Reproduce the items below verbatim, starting at the line that contains "Target: <item>white baseball cap</item>" and ending after the line that contains "144L209 166L280 139L229". Omit the pictures from your output.

— start of DATA SHOWN —

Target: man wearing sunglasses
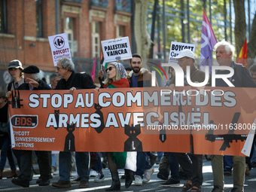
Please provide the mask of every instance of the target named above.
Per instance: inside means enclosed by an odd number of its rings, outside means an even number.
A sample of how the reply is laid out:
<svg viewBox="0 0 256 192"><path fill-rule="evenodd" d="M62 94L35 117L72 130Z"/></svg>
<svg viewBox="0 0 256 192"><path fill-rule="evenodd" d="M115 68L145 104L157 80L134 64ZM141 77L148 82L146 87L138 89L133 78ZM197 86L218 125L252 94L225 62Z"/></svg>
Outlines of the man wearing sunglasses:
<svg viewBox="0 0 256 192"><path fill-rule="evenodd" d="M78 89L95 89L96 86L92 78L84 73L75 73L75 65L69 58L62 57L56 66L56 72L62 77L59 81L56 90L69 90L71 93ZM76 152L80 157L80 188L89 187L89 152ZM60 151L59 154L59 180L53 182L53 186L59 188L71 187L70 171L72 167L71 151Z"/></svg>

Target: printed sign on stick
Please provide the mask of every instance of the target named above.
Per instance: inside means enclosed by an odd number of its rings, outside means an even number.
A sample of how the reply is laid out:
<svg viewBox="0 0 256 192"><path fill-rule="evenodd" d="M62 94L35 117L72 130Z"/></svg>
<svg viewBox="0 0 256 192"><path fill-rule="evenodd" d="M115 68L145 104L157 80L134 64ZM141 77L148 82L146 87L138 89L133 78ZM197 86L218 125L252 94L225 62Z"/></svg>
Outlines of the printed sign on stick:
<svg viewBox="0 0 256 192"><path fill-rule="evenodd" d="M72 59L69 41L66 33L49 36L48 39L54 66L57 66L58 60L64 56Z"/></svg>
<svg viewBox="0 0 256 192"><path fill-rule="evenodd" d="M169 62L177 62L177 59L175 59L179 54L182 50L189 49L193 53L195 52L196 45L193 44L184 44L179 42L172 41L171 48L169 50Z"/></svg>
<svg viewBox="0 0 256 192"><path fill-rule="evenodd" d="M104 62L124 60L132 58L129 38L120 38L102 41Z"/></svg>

— end of DATA SHOWN —
— start of DATA SHOWN —

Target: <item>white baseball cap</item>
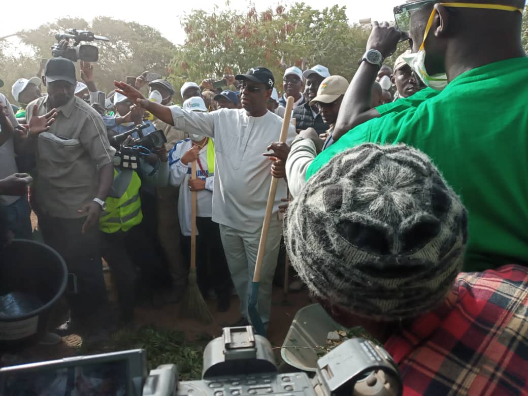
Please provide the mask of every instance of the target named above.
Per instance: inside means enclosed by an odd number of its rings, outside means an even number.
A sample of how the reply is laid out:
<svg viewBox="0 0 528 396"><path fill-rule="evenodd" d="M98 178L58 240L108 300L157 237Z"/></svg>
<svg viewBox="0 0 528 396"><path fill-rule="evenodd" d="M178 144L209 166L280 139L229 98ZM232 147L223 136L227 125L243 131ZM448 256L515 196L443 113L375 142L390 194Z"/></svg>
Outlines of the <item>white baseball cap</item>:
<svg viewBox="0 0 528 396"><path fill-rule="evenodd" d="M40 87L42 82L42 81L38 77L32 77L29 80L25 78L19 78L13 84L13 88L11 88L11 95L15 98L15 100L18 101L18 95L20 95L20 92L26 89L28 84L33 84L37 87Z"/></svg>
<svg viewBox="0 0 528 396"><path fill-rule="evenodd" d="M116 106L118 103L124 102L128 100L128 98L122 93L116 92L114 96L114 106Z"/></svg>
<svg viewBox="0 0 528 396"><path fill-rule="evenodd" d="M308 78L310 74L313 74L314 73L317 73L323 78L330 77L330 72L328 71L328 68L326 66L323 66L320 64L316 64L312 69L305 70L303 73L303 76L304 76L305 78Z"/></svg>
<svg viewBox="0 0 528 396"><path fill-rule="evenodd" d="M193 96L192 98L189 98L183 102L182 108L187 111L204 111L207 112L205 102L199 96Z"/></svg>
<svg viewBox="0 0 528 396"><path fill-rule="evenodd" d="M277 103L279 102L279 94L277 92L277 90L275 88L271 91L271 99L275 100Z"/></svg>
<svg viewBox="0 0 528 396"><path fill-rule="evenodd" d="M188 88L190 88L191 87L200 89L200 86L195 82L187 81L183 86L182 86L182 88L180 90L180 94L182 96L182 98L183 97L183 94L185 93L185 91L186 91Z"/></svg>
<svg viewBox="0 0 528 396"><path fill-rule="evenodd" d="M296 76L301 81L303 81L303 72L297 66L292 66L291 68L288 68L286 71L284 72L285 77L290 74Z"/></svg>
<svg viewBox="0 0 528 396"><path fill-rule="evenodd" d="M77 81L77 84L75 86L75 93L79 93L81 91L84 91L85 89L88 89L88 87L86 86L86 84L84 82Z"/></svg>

— end of DATA SHOWN —

▸ TASK OUTPUT:
Target: <item>white baseball cap</item>
Please provide the mask of every instance of the target named above.
Per instance: inside means enclosed by an odd number of its rings, outside means an even number.
A sample of how the reply is laid out:
<svg viewBox="0 0 528 396"><path fill-rule="evenodd" d="M98 178L58 240L108 300L157 237Z"/></svg>
<svg viewBox="0 0 528 396"><path fill-rule="evenodd" d="M178 144L209 166L280 139L229 98ZM232 147L223 136L227 125L243 131ZM448 256L515 196L443 113L375 142L390 194Z"/></svg>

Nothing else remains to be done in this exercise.